[Directive]
Can you repeat each of the items below word for word, leaving the pictures out of your answer?

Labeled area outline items
========
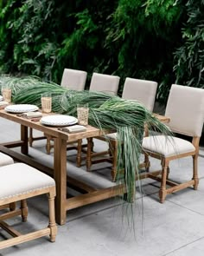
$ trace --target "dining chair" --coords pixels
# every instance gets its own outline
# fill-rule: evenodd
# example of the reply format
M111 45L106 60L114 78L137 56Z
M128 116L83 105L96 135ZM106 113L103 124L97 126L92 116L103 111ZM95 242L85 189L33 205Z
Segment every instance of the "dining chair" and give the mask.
========
[Response to the task]
$ trace --target "dining chair" --coords pixels
# every instance gets its own outline
# fill-rule: evenodd
# example of the reply format
M111 45L106 60L114 78L137 56Z
M128 116L83 105L96 135ZM106 113L103 124L97 126L92 116L103 111ZM95 242L85 189L33 205Z
Segment every instance of the "dining chair" and give the mask.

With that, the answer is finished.